* [PROBLEM TO SOLVE]
Would you restate all the entries exactly, leaving nothing out?

<<<<

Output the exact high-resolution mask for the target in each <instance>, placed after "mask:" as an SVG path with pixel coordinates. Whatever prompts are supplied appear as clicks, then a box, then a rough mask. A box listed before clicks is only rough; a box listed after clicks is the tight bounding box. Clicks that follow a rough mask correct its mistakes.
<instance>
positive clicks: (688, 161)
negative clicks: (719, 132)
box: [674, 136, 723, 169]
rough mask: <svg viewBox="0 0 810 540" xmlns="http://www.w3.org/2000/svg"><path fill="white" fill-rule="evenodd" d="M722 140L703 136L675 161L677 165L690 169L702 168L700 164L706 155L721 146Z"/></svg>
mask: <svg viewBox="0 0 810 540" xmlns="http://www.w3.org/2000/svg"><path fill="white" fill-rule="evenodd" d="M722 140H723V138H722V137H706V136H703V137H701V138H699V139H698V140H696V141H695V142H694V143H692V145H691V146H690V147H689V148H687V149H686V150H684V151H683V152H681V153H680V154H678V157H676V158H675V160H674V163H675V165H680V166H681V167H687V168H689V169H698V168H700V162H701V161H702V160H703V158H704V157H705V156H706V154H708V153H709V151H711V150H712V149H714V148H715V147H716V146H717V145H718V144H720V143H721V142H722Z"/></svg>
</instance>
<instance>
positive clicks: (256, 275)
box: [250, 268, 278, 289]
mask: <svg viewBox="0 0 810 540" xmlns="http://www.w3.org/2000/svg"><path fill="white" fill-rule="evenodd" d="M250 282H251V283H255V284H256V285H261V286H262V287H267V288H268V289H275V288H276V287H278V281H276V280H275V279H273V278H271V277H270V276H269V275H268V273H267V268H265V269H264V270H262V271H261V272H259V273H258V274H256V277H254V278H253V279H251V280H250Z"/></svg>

>>>>

* [WRITTEN ANSWER]
Output the exact high-resolution mask for the target in each <instance>, placed after "mask:" as an SVG path with pixel coordinates. Whatever prompts are supplied appear as clicks, then a box, then a rough mask. A box listed before clicks is only rough; a box listed after clicks is the tight bounding box. Clicks that follow a rough mask correct its mistakes.
<instance>
positive clicks: (688, 161)
negative clicks: (719, 132)
box: [674, 136, 723, 169]
rough mask: <svg viewBox="0 0 810 540" xmlns="http://www.w3.org/2000/svg"><path fill="white" fill-rule="evenodd" d="M722 140L703 136L675 161L677 165L690 169L702 168L700 164L706 155L721 146Z"/></svg>
mask: <svg viewBox="0 0 810 540" xmlns="http://www.w3.org/2000/svg"><path fill="white" fill-rule="evenodd" d="M722 140H723V138H722V137H706V136H703V137H701V138H699V139H698V140H696V141H695V142H694V143H692V145H691V146H690V147H689V148H687V149H686V150H684V151H683V152H681V153H680V154H678V157H676V158H675V160H674V163H675V165H680V166H681V167H687V168H689V169H698V168H700V162H701V161H702V160H703V158H704V157H705V156H706V154H708V153H709V151H711V150H712V149H714V148H715V147H716V146H717V145H718V144H720V143H721V142H722Z"/></svg>
</instance>
<instance>
positive clicks: (256, 275)
box: [250, 268, 278, 289]
mask: <svg viewBox="0 0 810 540" xmlns="http://www.w3.org/2000/svg"><path fill="white" fill-rule="evenodd" d="M250 282H251V283H255V284H256V285H261V286H262V287H267V288H268V289H275V288H276V287H278V281H276V280H275V279H273V278H271V277H270V276H269V275H268V273H267V268H265V269H264V270H262V271H261V272H259V273H258V274H256V277H254V278H253V279H251V280H250Z"/></svg>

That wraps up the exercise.